[Task directions]
Your task is to copy the material exactly.

— START OF Recorded data —

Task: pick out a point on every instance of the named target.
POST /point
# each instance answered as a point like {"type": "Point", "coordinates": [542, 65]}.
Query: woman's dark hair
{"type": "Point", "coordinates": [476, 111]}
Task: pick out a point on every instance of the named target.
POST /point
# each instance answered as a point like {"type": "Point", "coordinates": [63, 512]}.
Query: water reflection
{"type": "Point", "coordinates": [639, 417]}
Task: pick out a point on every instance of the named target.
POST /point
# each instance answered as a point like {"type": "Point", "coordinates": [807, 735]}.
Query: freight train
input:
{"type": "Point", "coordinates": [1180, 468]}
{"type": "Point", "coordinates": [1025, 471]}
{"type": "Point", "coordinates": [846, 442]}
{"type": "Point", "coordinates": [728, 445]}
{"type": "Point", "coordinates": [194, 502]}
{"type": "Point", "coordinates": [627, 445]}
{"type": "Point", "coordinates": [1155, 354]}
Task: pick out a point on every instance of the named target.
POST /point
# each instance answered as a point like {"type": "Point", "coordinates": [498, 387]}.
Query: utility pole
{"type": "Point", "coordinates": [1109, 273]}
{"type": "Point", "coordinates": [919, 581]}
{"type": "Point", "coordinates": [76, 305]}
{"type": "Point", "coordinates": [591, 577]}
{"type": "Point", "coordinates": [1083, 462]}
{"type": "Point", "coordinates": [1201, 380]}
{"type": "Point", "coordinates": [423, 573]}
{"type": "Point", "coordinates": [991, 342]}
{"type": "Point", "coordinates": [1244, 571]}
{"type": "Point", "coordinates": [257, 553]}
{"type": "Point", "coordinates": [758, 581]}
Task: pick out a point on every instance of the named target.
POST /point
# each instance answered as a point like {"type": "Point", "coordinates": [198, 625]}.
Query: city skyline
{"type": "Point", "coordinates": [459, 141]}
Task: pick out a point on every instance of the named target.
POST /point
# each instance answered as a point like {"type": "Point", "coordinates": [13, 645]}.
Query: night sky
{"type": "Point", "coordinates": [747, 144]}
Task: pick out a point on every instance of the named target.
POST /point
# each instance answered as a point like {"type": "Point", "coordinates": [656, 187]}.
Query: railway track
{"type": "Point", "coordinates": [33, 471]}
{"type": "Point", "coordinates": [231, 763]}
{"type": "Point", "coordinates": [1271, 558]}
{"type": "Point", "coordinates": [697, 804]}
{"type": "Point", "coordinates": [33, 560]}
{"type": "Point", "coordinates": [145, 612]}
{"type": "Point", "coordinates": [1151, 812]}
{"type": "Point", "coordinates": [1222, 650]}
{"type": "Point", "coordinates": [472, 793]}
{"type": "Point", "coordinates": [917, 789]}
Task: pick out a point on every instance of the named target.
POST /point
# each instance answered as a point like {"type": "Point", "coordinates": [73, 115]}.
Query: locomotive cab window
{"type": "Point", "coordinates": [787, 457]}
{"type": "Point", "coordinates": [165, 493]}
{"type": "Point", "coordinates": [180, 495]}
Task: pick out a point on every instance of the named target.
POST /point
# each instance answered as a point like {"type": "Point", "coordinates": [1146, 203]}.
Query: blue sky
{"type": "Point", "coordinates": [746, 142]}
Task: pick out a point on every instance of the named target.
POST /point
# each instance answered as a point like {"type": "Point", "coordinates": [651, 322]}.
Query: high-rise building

— END OF Recorded data —

[Answer]
Task: pick out a point on every instance of the named target.
POST /point
# each instance answered as a point like {"type": "Point", "coordinates": [542, 65]}.
Query: woman's dark hair
{"type": "Point", "coordinates": [476, 111]}
Task: pick out a point on every instance of the named target.
POST /point
# each instance answered as a point like {"type": "Point", "coordinates": [63, 512]}.
Query: water reflection
{"type": "Point", "coordinates": [639, 417]}
Task: pick out a point on every instance of the named target.
POST /point
# each instance answered as a point like {"type": "Point", "coordinates": [807, 735]}.
Query: freight train
input:
{"type": "Point", "coordinates": [1180, 468]}
{"type": "Point", "coordinates": [1025, 471]}
{"type": "Point", "coordinates": [846, 442]}
{"type": "Point", "coordinates": [728, 445]}
{"type": "Point", "coordinates": [194, 502]}
{"type": "Point", "coordinates": [627, 445]}
{"type": "Point", "coordinates": [1155, 354]}
Task: pick out a point on every instance of the named target.
POST /point
# each instance answered as a point like {"type": "Point", "coordinates": [498, 387]}.
Query: utility pole
{"type": "Point", "coordinates": [1109, 273]}
{"type": "Point", "coordinates": [919, 581]}
{"type": "Point", "coordinates": [76, 305]}
{"type": "Point", "coordinates": [591, 577]}
{"type": "Point", "coordinates": [1083, 462]}
{"type": "Point", "coordinates": [1201, 380]}
{"type": "Point", "coordinates": [423, 573]}
{"type": "Point", "coordinates": [991, 342]}
{"type": "Point", "coordinates": [1244, 571]}
{"type": "Point", "coordinates": [257, 553]}
{"type": "Point", "coordinates": [758, 581]}
Task: pick out a point on every instance of the named target.
POST /point
# each instance answered as a point like {"type": "Point", "coordinates": [198, 625]}.
Query: city skyline
{"type": "Point", "coordinates": [459, 141]}
Task: pick out a point on every instance of the named target.
POST /point
# each instance answered as a point like {"type": "Point", "coordinates": [13, 645]}.
Query: night sky
{"type": "Point", "coordinates": [747, 144]}
Task: pick out a point on every instance of the named target.
POST /point
# each instance answered as a point like {"type": "Point", "coordinates": [656, 187]}.
Query: railway track
{"type": "Point", "coordinates": [33, 471]}
{"type": "Point", "coordinates": [231, 763]}
{"type": "Point", "coordinates": [1271, 558]}
{"type": "Point", "coordinates": [697, 804]}
{"type": "Point", "coordinates": [33, 560]}
{"type": "Point", "coordinates": [145, 612]}
{"type": "Point", "coordinates": [1151, 812]}
{"type": "Point", "coordinates": [1222, 650]}
{"type": "Point", "coordinates": [472, 793]}
{"type": "Point", "coordinates": [917, 789]}
Task: pick out a point on every instance of the named target.
POST /point
# each instance answered as a point like {"type": "Point", "coordinates": [73, 115]}.
Query: locomotive cab window
{"type": "Point", "coordinates": [787, 457]}
{"type": "Point", "coordinates": [165, 493]}
{"type": "Point", "coordinates": [180, 495]}
Task: pick out a point on every instance of the named target.
POST /point
# each instance answered as a point like {"type": "Point", "coordinates": [1146, 203]}.
Query: blue sky
{"type": "Point", "coordinates": [746, 142]}
Task: pick out a point on every instance of the named target.
POST /point
# each instance answered as a point like {"type": "Point", "coordinates": [651, 322]}.
Query: high-rise building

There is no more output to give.